▶ [Source passage]:
--

What if foods were given a report card based on their quality? Well, in some cases, that’s exactly what happens! They are given grades.
- The Food Safety Act of 1990 calls for certain foods to be regularly inspected and monitored for wholesomeness and safety. Meat, eggs, and fresh fruits and vegetables are among the foods affected by these laws.
- The United States Department of Agriculture (USDA) monitors our food supply. Meatpacking plants and other plants are regularly inspected by the USDA Food Safety and Inspection Service (FSIS). FSIS is focused on food safety, but doesn’t make any distinctions about food quality.
- Grading for quality is a voluntary service paid for by food producers. The USDA does the grading. For example, you might notice labels on beef in the grocery store. Prime is the highest quality, followed by Choice and There are actually eight grades of beef, but these are the three you’re most likely to see. All grades of beef are safe to eat, but you’ll notice that beef labeled Prime has better flavor and a more tender, juicy texture.

--

▶ [Entries shown]:
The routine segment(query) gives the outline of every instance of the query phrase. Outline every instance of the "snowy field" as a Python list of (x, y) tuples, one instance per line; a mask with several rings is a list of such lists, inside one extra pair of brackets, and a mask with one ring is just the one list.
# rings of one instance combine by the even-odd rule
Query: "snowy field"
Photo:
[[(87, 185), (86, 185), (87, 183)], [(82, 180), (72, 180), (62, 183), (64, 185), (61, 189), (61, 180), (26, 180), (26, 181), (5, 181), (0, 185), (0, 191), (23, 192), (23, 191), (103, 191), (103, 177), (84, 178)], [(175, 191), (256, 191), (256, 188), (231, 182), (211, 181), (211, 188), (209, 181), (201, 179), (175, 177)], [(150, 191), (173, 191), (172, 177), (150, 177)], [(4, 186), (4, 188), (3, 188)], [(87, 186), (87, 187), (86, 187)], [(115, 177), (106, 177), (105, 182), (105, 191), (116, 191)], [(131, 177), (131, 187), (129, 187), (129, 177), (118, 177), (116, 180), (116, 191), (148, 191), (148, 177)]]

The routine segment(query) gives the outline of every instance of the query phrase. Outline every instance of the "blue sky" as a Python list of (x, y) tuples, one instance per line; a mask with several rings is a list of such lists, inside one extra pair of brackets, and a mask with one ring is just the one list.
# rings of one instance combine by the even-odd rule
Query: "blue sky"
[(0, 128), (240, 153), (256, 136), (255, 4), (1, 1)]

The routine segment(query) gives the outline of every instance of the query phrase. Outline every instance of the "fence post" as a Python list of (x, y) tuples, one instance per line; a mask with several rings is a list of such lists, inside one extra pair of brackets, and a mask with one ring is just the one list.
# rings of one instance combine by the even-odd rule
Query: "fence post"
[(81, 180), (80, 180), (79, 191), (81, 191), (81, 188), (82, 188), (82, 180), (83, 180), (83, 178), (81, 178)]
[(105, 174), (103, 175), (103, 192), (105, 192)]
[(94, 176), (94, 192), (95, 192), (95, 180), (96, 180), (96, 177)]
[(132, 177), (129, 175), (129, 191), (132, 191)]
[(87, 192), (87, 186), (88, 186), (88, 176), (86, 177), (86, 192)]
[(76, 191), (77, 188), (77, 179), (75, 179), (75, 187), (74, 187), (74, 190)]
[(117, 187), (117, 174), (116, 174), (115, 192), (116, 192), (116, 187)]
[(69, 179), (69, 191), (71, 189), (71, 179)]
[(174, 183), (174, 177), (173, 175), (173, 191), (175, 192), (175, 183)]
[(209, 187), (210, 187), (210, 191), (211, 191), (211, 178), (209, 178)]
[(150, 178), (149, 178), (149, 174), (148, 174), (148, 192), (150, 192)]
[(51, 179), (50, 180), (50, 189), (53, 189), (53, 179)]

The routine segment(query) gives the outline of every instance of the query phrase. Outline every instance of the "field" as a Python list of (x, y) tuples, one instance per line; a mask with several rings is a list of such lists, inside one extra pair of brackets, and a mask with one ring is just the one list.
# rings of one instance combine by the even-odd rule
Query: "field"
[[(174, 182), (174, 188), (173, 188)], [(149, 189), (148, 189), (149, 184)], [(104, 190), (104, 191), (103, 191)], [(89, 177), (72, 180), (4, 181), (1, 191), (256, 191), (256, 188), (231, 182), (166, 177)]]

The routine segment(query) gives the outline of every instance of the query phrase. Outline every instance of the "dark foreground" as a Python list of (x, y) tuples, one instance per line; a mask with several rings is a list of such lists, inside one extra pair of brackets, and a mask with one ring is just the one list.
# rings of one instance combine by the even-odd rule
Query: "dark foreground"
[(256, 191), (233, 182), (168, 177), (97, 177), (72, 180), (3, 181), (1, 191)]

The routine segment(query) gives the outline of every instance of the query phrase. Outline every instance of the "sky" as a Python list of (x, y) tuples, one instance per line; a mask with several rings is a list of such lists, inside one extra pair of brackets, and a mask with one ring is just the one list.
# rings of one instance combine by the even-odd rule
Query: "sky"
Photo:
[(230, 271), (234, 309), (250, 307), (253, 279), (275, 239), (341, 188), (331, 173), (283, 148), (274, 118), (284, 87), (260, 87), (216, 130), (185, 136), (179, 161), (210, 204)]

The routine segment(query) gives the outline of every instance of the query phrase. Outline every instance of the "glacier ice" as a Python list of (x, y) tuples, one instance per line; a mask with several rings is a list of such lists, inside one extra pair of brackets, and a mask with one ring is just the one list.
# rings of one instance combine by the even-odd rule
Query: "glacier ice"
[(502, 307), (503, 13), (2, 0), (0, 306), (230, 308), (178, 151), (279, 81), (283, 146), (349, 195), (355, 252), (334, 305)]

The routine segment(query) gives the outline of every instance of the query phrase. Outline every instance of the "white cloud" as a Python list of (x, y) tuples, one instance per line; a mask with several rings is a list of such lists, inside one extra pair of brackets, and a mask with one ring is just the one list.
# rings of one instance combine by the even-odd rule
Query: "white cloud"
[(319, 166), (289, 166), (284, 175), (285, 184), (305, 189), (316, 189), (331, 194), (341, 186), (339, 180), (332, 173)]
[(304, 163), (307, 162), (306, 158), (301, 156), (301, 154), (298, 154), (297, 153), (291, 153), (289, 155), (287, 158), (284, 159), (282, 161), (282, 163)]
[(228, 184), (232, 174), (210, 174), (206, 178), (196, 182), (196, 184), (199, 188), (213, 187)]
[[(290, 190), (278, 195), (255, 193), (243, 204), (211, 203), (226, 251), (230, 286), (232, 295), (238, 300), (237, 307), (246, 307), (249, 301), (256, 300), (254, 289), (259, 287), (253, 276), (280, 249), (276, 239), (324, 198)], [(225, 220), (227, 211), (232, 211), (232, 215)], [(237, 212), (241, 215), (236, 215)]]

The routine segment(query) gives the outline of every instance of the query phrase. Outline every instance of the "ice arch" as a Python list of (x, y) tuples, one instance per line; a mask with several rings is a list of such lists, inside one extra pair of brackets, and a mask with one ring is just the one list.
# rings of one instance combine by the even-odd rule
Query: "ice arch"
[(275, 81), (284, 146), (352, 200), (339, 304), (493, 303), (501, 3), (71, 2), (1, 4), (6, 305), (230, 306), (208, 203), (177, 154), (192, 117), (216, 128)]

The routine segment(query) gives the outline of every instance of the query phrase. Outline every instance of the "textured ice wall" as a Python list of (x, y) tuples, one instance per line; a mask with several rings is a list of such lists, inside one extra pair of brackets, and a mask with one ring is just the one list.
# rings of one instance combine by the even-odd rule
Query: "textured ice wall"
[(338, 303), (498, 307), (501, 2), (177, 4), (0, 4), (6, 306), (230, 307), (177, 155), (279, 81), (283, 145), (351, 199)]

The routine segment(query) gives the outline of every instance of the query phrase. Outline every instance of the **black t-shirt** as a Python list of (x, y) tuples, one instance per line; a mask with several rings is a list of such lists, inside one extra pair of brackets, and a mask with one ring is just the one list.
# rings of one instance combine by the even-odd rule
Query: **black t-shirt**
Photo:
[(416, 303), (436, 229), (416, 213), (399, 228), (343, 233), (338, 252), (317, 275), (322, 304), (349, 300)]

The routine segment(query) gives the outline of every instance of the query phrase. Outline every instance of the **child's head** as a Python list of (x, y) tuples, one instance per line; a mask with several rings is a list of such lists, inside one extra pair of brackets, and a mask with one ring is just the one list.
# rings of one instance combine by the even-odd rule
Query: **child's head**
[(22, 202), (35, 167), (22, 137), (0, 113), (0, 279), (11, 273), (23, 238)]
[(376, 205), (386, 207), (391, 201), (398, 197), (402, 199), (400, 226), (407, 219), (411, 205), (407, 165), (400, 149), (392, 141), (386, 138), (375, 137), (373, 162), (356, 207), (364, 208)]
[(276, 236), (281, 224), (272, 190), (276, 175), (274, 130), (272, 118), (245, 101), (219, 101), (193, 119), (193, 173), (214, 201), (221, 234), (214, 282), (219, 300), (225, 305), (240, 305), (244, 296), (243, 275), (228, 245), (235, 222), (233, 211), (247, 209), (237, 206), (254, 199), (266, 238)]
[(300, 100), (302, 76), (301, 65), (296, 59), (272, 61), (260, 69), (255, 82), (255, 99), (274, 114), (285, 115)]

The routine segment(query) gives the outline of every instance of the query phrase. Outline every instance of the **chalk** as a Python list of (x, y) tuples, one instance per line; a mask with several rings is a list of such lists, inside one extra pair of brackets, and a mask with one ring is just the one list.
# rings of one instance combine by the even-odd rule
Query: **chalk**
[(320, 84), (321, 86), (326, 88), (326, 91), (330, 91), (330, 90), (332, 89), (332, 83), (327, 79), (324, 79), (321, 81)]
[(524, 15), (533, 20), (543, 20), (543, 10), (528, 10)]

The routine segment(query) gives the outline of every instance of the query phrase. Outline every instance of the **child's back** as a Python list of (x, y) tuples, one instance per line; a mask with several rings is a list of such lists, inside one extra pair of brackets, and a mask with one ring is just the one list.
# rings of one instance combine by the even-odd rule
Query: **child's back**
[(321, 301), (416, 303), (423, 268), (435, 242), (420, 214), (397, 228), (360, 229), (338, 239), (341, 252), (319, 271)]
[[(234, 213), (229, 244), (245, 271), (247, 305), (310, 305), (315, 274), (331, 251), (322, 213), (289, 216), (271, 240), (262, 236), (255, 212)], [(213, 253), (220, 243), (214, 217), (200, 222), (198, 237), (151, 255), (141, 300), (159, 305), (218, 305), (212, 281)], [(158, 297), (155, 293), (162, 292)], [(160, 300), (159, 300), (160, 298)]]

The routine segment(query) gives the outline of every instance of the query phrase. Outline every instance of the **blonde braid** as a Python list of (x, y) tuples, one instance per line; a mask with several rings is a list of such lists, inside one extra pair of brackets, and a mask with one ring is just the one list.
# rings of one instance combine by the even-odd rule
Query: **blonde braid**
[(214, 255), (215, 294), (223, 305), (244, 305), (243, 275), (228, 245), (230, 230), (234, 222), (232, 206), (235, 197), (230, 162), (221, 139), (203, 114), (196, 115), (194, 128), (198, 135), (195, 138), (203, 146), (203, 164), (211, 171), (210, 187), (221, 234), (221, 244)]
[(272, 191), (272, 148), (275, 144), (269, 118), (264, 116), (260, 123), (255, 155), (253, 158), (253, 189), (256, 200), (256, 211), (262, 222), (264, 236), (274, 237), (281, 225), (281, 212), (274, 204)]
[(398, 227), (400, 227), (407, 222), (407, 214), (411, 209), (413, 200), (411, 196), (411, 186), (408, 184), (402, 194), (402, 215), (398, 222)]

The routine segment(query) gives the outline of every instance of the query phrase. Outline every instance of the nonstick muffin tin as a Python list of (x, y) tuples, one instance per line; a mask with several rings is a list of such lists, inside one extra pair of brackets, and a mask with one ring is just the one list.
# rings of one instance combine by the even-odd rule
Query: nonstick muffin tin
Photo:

--

▶ [Tasks]:
A - According to the food grading passage, which agency does the grading of foods for quality?
B - Which foods does the food grading passage name as affected by the Food Safety Act of 1990?
C - Carry the food grading passage forward from its final sentence.
The rows were taken from a different source than the food grading passage.

▶ [Responses]:
A - The United States Department of Agriculture (USDA).

B - Meat, eggs, fresh fruits, and fresh vegetables.

C -
- Chicken is given a grade of A, B, or C, although you’ll only see grade A chicken in the grocery store. Chicken graded B or C is used in foods like canned soup.
- Grade A eggs are eggs that are guaranteed to be the same size and to not have cracks. Lower-grade eggs are used in pasteurized egg products.
- Maple syrup is graded according to color with the lightest maple syrup being the most expensive—although not necessarily the most desirable. Darker maple syrup has a stronger maple flavor, which many people prefer. From lightest to darkest, the grades are Fancy, Grade A Medium Amber, Grade A Dark Amber, and Grade B.
- Fresh produce is graded based on more than 300 attributes, including size, color, and whether the food is blemished or not. Produce is also graded on whether it’s meant for processing, e.g., juice or sauce, versus fresh eating.
Questions and Answers
Question: Is organic food graded the way other foods are graded?
Answer: The process of getting food labeled organic is separate and in addition to the regular grading process.
Watch a movie on how eggs are graded.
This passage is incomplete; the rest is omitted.